**What to do**: Each record should be given back exactly, with none missing.

**Data records**:
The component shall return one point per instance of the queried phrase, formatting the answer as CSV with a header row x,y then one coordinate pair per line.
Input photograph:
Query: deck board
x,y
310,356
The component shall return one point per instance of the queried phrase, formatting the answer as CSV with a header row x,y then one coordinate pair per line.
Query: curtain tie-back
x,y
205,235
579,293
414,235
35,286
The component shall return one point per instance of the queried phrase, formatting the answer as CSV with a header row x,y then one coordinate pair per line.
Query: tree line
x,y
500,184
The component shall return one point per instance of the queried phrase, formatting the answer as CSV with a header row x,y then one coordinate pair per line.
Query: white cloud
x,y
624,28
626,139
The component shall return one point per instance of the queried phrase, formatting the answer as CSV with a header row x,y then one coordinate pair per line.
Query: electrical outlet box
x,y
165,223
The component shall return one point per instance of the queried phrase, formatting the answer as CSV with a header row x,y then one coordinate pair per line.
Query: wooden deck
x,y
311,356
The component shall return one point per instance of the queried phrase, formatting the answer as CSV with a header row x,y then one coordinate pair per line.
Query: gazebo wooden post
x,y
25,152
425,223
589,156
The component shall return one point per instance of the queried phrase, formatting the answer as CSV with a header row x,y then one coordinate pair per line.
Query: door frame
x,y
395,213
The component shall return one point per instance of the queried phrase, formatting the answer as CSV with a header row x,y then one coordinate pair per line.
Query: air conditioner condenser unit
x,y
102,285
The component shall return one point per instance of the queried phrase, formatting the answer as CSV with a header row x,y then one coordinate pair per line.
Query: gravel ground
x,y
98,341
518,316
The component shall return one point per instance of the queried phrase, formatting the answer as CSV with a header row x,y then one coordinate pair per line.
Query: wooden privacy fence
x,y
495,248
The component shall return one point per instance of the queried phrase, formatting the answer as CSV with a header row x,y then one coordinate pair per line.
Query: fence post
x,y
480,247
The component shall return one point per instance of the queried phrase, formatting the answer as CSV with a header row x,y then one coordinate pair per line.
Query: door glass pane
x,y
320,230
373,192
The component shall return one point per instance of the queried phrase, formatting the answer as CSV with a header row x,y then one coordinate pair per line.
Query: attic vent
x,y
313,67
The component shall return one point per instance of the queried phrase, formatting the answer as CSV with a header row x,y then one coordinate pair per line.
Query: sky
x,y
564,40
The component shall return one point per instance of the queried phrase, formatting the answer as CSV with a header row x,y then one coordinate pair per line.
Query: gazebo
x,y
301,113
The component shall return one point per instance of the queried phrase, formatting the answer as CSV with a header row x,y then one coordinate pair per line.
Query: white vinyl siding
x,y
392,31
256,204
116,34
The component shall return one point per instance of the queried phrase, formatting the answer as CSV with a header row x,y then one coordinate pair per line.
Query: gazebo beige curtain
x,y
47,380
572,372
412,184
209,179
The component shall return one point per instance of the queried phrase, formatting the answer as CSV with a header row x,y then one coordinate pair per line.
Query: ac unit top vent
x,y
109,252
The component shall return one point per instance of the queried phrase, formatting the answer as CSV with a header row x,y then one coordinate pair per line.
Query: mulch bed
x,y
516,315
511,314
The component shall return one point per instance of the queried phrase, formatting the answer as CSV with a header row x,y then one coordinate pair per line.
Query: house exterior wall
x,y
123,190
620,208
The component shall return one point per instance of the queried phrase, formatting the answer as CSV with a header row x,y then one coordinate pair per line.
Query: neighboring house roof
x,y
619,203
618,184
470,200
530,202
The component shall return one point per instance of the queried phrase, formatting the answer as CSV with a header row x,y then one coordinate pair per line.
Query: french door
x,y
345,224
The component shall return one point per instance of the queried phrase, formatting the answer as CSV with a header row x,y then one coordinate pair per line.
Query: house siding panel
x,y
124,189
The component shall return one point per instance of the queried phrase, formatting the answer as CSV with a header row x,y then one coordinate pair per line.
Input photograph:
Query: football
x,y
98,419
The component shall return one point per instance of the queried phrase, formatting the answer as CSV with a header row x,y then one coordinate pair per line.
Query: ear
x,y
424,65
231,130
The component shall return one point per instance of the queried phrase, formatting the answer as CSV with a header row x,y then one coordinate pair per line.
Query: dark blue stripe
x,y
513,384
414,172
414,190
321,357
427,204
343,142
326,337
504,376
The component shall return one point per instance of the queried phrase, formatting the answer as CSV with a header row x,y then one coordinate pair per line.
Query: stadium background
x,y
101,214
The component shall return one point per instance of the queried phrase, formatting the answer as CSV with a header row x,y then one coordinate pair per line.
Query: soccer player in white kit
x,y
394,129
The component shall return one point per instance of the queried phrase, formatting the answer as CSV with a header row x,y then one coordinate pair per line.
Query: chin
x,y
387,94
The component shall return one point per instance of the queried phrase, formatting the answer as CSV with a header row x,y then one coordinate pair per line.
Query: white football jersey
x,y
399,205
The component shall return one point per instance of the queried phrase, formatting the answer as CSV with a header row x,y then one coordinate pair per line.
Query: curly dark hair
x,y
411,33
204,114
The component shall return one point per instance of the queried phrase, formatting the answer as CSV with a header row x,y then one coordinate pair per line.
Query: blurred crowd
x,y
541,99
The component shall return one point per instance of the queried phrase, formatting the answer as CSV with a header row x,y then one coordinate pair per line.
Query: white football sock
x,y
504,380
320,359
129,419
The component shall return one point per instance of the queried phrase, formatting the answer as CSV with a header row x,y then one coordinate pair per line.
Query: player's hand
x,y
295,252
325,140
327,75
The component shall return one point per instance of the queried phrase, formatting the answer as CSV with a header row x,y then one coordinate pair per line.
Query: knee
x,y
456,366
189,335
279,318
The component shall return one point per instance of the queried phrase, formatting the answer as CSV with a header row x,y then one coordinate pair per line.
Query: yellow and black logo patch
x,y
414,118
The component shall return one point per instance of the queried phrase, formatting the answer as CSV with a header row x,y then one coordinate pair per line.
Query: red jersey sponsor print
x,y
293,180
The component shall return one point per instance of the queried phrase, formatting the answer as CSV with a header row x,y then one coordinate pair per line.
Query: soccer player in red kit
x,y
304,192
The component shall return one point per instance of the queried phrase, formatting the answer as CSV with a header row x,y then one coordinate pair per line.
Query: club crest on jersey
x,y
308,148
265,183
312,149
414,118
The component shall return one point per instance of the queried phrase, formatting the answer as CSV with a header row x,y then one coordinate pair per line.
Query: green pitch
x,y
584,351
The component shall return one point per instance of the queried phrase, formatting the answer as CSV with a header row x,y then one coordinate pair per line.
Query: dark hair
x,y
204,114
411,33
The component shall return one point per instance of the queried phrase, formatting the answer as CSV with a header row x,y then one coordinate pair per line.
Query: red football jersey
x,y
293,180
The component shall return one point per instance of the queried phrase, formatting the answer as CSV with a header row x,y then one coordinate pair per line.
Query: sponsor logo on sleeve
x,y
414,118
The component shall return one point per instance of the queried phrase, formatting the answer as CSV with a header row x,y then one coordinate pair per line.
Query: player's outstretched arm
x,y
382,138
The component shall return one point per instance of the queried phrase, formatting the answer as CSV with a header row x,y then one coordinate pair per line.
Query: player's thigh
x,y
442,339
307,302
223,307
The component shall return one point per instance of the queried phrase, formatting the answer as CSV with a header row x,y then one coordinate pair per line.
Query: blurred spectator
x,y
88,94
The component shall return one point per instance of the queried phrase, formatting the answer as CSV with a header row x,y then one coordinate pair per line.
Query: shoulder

**Task answer**:
The component shall return one point per instance of the queried phrase, formatting the answer as CSV with a header row x,y then one coordinate pair per line.
Input photograph:
Query: deck board
x,y
310,356
The component shall return one point per instance of the queried phrase, formatting the answer as CSV with a header row x,y then one coordinate pair per line.
Query: curtain tie-back
x,y
205,235
579,293
414,235
35,286
The component shall return one point per instance of the queried phrase, formatting the answer as CSV with a header row x,y then one coordinate pair per line.
Query: tree line
x,y
500,184
The component shall return one point per instance of the queried phrase, formatting the answer as CSV with a header row x,y then one coordinate pair per line.
Query: white cloud
x,y
624,28
626,139
The component shall return one point per instance of the queried phrase, formatting the answer as CSV with a header row x,y then one coordinate pair per line.
Query: electrical outlet box
x,y
165,223
The component shall return one point per instance of the queried phrase, formatting the answer as CSV with a header row x,y then one coordinate pair per line.
Query: wooden deck
x,y
311,356
The component shall return one point per instance of the queried phrase, formatting the answer as CSV with a header row x,y then one coordinate pair per line.
Query: gazebo wooden post
x,y
25,152
425,223
589,156
The component shall return one point per instance of the queried phrase, formatting the answer as CSV with a header row x,y then one coordinate pair per line.
Query: door frame
x,y
395,213
The component shall return one point per instance of the queried phrase, formatting the answer as CSV with a header row x,y then one coordinate pair per line.
Query: air conditioner condenser unit
x,y
102,285
The component shall return one point per instance of the queried phrase, formatting the answer as CSV with a header row x,y then one coordinate pair per line.
Query: gravel ground
x,y
98,341
518,316
The component shall return one point per instance of the queried phrase, formatting the answer as CSV with a header row x,y then one coordinate pair per line.
Query: wooden privacy fence
x,y
495,248
The component shall return one point per instance of the queried phrase, formatting the answer as CSV with a header row x,y then one coordinate pair per line.
Query: fence post
x,y
480,247
The component shall return one point per instance of the queried phrase, formatting the answer as CSV with a header row x,y then one coordinate pair per line.
Query: door glass pane
x,y
320,230
373,192
The component shall return one point per instance of the queried phrase, formatting the answer as CSV with a header row x,y then one coordinate pair per line.
Query: attic vent
x,y
313,67
The component shall return one point per instance of the queried phrase, formatting the answer as CSV with a header row x,y then one coordinate pair per line.
Query: sky
x,y
564,40
The component shall return one point per instance of the queried phrase, formatting the answer as CSV with a header row x,y then one coordinate pair per line.
Query: gazebo
x,y
301,113
The component shall return one point per instance of the queried phrase, formatting the answer as CSV with a header row x,y then one coordinate pair per line.
Query: white vinyl siding
x,y
392,31
256,204
116,34
The component shall return one point per instance of the queried phrase, formatting the answer as CSV with a header row x,y then one coordinate pair per line.
Query: gazebo beige curtain
x,y
47,380
572,372
412,184
209,179
The component shall return one point per instance of the queried phrase, formatting the answer as CSV with a header row x,y then one coordinate pair per line.
Query: ac unit top vent
x,y
109,252
The component shall return one point per instance of the queried phrase, formatting the answer as CSV with a header row x,y then one coordinate pair per line.
Query: mulch bed
x,y
516,315
511,314
The component shall return one point per instance of the queried phrase, formatting the answer as CSV with a header row x,y then one coordinate pair per line.
Query: house exterior wall
x,y
123,190
620,208
The component shall return one point per instance of the queried phrase, formatting the answer as CSV with a header row x,y then one coordinate pair per line.
Query: neighboring house roof
x,y
619,203
618,184
470,200
530,202
The component shall return one point per instance of the queried phrase, formatting the answer as CSV with a header row x,y then one coordinate pair per line.
Query: french door
x,y
345,224
The component shall return one point per instance of the queried phrase, formatting the answer as CSV with a header row x,y then one coordinate pair per line.
Query: house siding panel
x,y
124,189
The component shall return one point per instance of the queried phrase, formatting the answer as CSV with a header row x,y then one coordinate pair per line.
Input photograph:
Query: football
x,y
98,419
The component shall return one point per instance of the queried phrase, formatting the answer as CSV with a header row x,y then one coordinate pair per line.
Query: ear
x,y
424,65
231,130
The component shall return one point per instance of the queried phrase, formatting the answer as CSV with a header row x,y then one coordinate pair per line.
Query: dark blue stripe
x,y
513,384
414,172
414,190
321,357
427,204
343,142
326,337
504,376
The component shall return one point per instance of the queried phrase, formatting the answer as CSV with a header row x,y then one coordinate pair per line.
Query: stadium background
x,y
101,214
The component shall return one point per instance of the queried phrase, formatting the answer as CSV with a header row x,y then one coordinate pair per line.
Query: soccer player in white kit
x,y
394,129
The component shall return one point per instance of the queried phrase, formatting the answer as CSV with a header row x,y then one coordinate pair per line.
Query: chin
x,y
387,94
The component shall return one point per instance of the queried phrase, formatting the answer as CSV with a header row x,y then one coordinate pair per line.
Query: white football jersey
x,y
399,205
The component shall return one point per instance of the queried phrase, formatting the answer as CSV with a header row x,y then one coordinate pair per line.
Query: curly dark hair
x,y
411,33
204,114
The component shall return one point per instance of the queried phrase, formatting the answer as CSV with a header row x,y then one coordinate pair per line.
Query: blurred crowd
x,y
541,99
The component shall return one point per instance of the queried phrase, formatting the answer as CSV with a header row x,y then one coordinate pair per line.
Query: white football sock
x,y
504,380
320,359
129,419
The component shall return one point per instance of the queried phrase, formatting the answer as CSV with a header row x,y then one coordinate pair per line.
Query: player's hand
x,y
295,252
325,140
327,75
The component shall return one point per instance of the queried phrase, formatting the answer as CSV with a header row x,y then one coordinate pair per line.
Query: knee
x,y
456,366
189,335
279,318
The component shall return one point per instance of the queried phrase, formatting the answer as CSV with a header row x,y then one coordinate pair per line.
Query: yellow and black logo patch
x,y
414,118
The component shall return one point per instance of the queried phrase, formatting the answer as CSV with a header row x,y then one coordinate pair per line.
Query: red jersey sponsor print
x,y
293,180
The component shall return one point per instance of the queried phrase, formatting the answer as CSV with a header row x,y then one coordinate pair per line.
Query: soccer player in red kit
x,y
304,192
The component shall return one point per instance of the queried phrase, formatting the answer as CSV with a header row x,y then one coordinate pair per line.
Query: club crest on jersey
x,y
308,148
265,183
312,149
414,118
The component shall return one point per instance of the queried phrase, formatting the answer as CSV with a header row x,y then one coordinate pair per line.
Query: green pitch
x,y
584,351
The component shall return one point per instance of the queried phrase, formatting the answer as CSV with a header row x,y then one coordinate pair per line.
Query: dark hair
x,y
204,114
411,33
The component shall return one point per instance of the queried phrase, formatting the answer as CSV with a header row x,y then one coordinate pair per line.
Query: red football jersey
x,y
293,180
The component shall return one point per instance of the queried phrase, formatting the answer as CSV with a header row x,y then one coordinate pair per line.
Query: sponsor logo on sleeve
x,y
414,118
The component shall return one point per instance of the queried phrase, formatting the answer as CSV with a header row x,y then one coordinate pair per line.
Query: player's outstretched arm
x,y
382,138
The component shall return one point per instance of the queried phrase, formatting the answer as CSV with a header row x,y then one coordinate pair per line.
Query: player's thigh
x,y
442,339
307,302
223,307
The component shall return one point per instance of the queried phrase, formatting the answer as CSV with a header row x,y then one coordinate pair per line.
Query: blurred spectator
x,y
88,94
The component shall return one point per instance of the queried phrase, formatting the answer as CSV with a header row x,y then one coordinate pair per line.
Query: shoulder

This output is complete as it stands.